> **What needs to be done**: Print every row below word for word, leaving the pictures out.

[start Material for the task]

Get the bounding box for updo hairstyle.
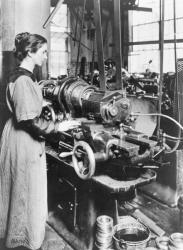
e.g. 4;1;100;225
14;32;47;61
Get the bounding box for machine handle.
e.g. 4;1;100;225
59;151;73;158
72;141;96;180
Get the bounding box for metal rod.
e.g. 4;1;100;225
114;0;123;89
170;0;182;153
43;0;64;29
75;0;86;76
157;0;165;138
94;0;106;91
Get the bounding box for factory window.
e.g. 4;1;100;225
49;4;69;77
129;0;183;72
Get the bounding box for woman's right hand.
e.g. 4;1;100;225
57;120;81;132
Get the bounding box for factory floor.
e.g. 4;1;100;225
44;160;179;250
0;224;73;250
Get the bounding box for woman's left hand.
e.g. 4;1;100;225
57;120;81;132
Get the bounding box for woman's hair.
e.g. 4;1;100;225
14;32;47;61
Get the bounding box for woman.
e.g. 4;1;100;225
0;32;79;250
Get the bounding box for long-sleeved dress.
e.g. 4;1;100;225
0;69;54;249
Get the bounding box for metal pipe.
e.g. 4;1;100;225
167;0;181;154
43;0;64;29
157;0;165;138
75;0;86;76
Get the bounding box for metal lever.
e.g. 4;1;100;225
59;151;74;158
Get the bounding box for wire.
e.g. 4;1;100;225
131;113;183;154
131;113;183;130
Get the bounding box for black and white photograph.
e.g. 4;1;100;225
0;0;183;250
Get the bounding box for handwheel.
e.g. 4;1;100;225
72;141;95;180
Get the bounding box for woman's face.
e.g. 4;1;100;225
30;43;47;66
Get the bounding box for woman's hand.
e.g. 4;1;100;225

[end Material for the task]

> **Solution to this problem**:
Get the bounding box for updo hairstyle.
e.g. 4;1;100;225
14;32;47;61
Get the bounding box for machine handle.
e.g. 4;1;100;225
59;151;73;158
72;141;96;180
Get the bounding box for metal rod.
e.g. 4;1;100;225
114;0;123;89
170;0;182;153
43;0;64;29
75;0;86;76
157;0;165;138
94;0;106;91
Get the bounding box for factory window.
e.g. 4;1;100;225
49;4;69;77
129;0;183;72
Get the bounding box for woman's right hand.
e.g. 4;1;100;225
57;120;81;132
Get the bounding box for factory floor.
e.g. 4;1;100;225
44;160;179;250
0;224;73;250
Get the bounding box for woman's left hand.
e.g. 4;1;100;225
57;120;81;132
Get the bounding box for woman's hair.
e.g. 4;1;100;225
14;32;47;61
Get the bounding box for woman.
e.g. 4;1;100;225
0;32;79;250
Get the bounding box for long-sleeved dress.
e.g. 4;1;100;225
0;69;54;249
Get the bounding box for metal pipe.
e.g. 4;1;100;225
167;0;181;154
43;0;64;29
157;0;165;138
75;0;86;76
Get the bounding box for metal lever.
e.g. 4;1;100;225
59;151;74;158
Get the bounding box for wire.
e.g. 4;1;100;225
131;113;183;154
131;113;183;130
Get the bounding box for black and white photograph.
e.g. 4;1;100;225
0;0;183;250
Get the bounding box for handwheel.
e.g. 4;1;100;225
72;141;95;180
Get the bounding box for woman's face.
e.g. 4;1;100;225
30;43;47;66
Get the bounding box for woman's hand.
e.g. 4;1;100;225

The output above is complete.